[TEXTE]
○ ○ ○ ○

Le blanchiment de l’argent
La presse sénégalaise se fait régulièrement l’écho d’interrogations que partagent des services spécialisés internationaux de lutte contre la délinquance financière et l’opinion publique dakaroise. Jusqu’ici, aucune enquête n’a permis d’étayer ces soupçons. On a remarqué que la filiale locale de la Bank of Credit and Commerce International (BCCI), impliquée dans le scandale, a été fermée en 1991. Aucune information n’a cependant filtré sur sa participation à la fraude. On sait seulement qu’elle était spécialisée dans des opérations d’import/export et qu’elle avait joué un rôle dans la spéculation sur le riz à laquelle ont notamment participé des personnes liées aux cercles du pouvoir.

○ ○ ○ ○

[DONNÉES]
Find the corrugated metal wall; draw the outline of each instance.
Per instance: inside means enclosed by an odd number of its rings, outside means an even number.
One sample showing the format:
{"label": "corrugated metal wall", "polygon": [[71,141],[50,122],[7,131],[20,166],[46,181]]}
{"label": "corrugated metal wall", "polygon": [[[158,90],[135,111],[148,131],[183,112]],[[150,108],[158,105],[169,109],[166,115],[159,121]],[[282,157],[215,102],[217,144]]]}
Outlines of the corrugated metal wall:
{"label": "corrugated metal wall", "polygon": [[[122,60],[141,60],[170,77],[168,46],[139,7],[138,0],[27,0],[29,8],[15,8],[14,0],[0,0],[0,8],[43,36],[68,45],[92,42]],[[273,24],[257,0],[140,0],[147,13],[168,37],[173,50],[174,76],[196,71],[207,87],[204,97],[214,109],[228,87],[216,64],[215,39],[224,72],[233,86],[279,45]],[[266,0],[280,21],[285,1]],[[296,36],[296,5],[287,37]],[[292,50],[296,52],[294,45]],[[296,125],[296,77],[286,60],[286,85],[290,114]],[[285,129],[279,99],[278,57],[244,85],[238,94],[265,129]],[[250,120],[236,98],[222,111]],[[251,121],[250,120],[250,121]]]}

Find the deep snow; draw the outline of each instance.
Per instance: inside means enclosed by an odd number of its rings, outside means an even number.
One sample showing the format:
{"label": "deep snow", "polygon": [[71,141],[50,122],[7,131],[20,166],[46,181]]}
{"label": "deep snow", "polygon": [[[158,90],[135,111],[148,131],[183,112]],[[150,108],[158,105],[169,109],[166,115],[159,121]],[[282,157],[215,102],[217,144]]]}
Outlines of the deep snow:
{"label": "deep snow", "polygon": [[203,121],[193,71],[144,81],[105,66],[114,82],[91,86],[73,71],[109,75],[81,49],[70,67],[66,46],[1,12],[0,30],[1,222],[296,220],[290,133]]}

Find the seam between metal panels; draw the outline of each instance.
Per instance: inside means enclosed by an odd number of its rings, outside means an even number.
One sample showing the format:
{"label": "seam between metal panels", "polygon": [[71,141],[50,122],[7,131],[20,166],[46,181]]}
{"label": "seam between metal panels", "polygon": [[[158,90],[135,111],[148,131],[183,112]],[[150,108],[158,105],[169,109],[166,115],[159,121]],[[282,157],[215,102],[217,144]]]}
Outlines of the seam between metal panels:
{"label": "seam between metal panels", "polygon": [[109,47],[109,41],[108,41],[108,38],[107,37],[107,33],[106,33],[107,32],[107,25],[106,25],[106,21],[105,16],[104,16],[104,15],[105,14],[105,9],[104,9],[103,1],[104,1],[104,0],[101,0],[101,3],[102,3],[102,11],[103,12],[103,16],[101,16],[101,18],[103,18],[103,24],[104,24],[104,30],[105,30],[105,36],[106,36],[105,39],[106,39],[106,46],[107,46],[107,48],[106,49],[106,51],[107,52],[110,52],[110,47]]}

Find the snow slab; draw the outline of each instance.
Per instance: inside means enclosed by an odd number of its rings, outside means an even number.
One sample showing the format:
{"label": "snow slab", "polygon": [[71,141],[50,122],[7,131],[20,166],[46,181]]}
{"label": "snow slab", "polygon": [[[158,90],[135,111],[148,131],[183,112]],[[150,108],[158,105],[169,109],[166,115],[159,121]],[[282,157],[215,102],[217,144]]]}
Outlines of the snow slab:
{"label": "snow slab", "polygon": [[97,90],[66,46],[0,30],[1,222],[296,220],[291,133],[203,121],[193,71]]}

○ ○ ○ ○

[CONSIGNES]
1. Recopiez, dans le texte sur le blanchiment de l’argent, le passage qui commence aux mots « Le blanchiment de » et se termine après « cercles du pouvoir. ».
2. Répondez aux questions suivantes d’après le texte sur le blanchiment de l’argent.
(a) Qu’est-ce qu’aucune enquête n’a permis de faire jusqu’ici ?
(b) En quelle année la filiale locale de la BCCI a-t-elle été fermée ?
(c) Dans quel type d’opérations cette filiale était-elle spécialisée ?

[RÉPONSES]
1.
Le blanchiment de l’argent
La presse sénégalaise se fait régulièrement l’écho d’interrogations que partagent des services spécialisés internationaux de lutte contre la délinquance financière et l’opinion publique dakaroise. Jusqu’ici, aucune enquête n’a permis d’étayer ces soupçons. On a remarqué que la filiale locale de la Bank of Credit and Commerce International (BCCI), impliquée dans le scandale, a été fermée en 1991. Aucune information n’a cependant filtré sur sa participation à la fraude. On sait seulement qu’elle était spécialisée dans des opérations d’import/export et qu’elle avait joué un rôle dans la spéculation sur le riz à laquelle ont notamment participé des personnes liées aux cercles du pouvoir.

2.
(a) D’étayer ces soupçons.
(b) En 1991.
(c) Dans des opérations d’import/export.